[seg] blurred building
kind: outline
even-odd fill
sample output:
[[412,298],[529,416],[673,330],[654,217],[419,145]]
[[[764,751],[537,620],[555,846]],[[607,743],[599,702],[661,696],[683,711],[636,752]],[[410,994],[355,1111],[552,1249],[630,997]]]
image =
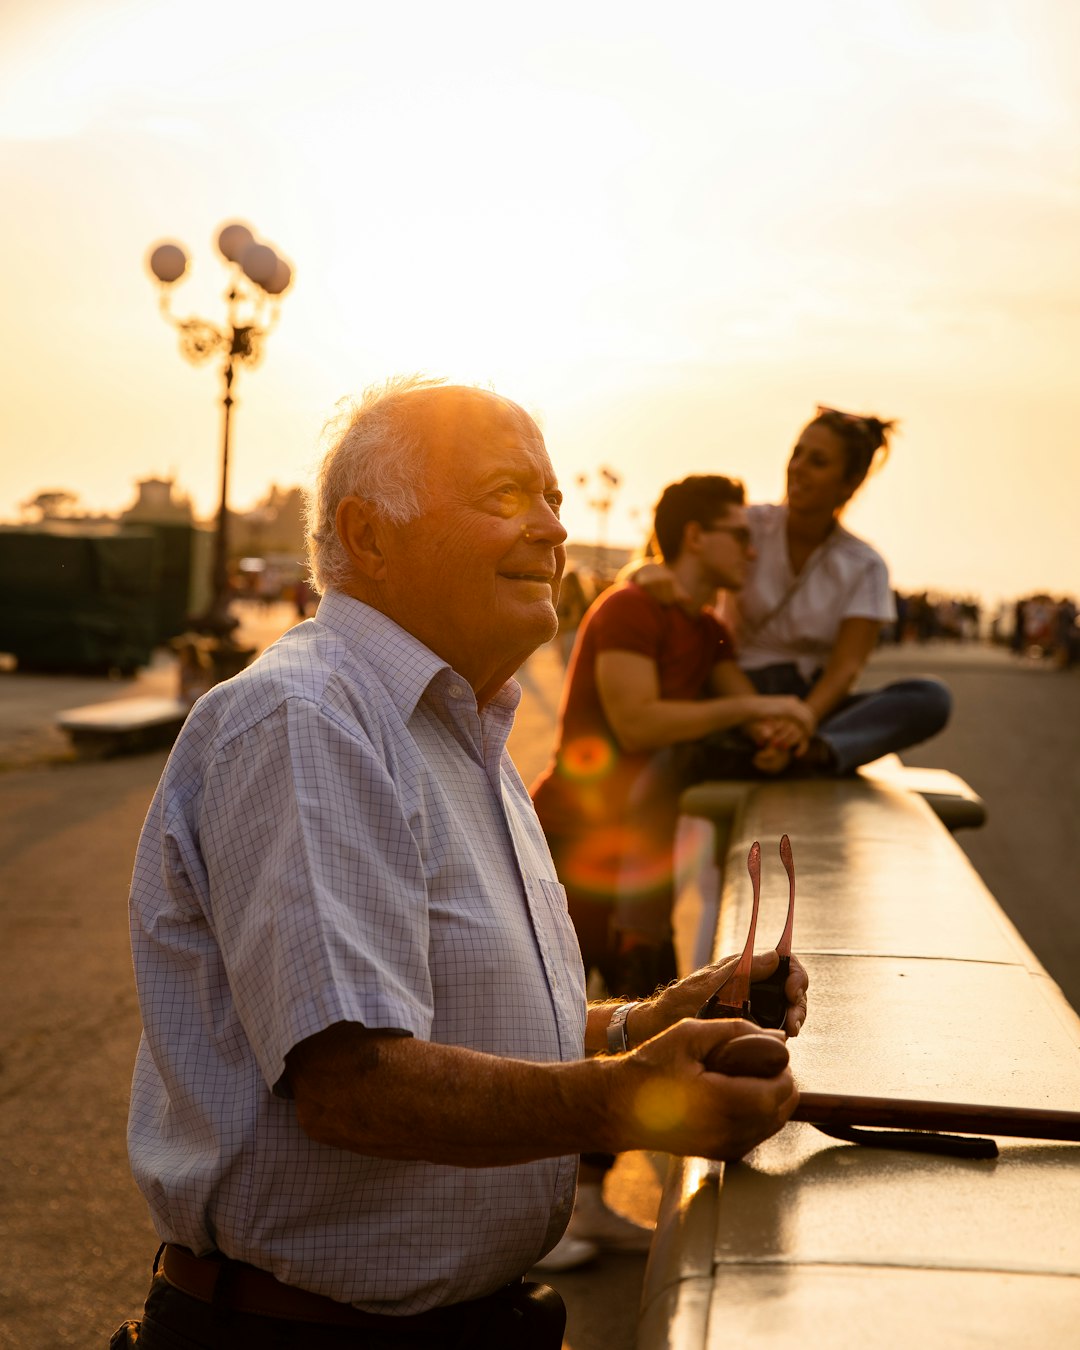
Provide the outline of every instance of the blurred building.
--
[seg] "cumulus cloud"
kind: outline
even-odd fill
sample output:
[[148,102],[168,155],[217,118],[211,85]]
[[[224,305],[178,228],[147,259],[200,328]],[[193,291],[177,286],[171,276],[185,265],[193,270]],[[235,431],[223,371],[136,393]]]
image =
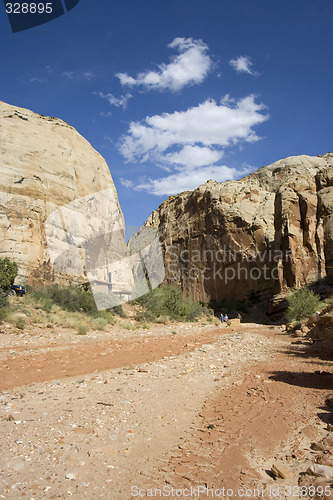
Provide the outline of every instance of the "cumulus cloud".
--
_Prompt_
Copy out each line of the entries above that holds "cumulus".

_Output below_
[seg] "cumulus cloud"
Provide the outline of every instance of the "cumulus cloud".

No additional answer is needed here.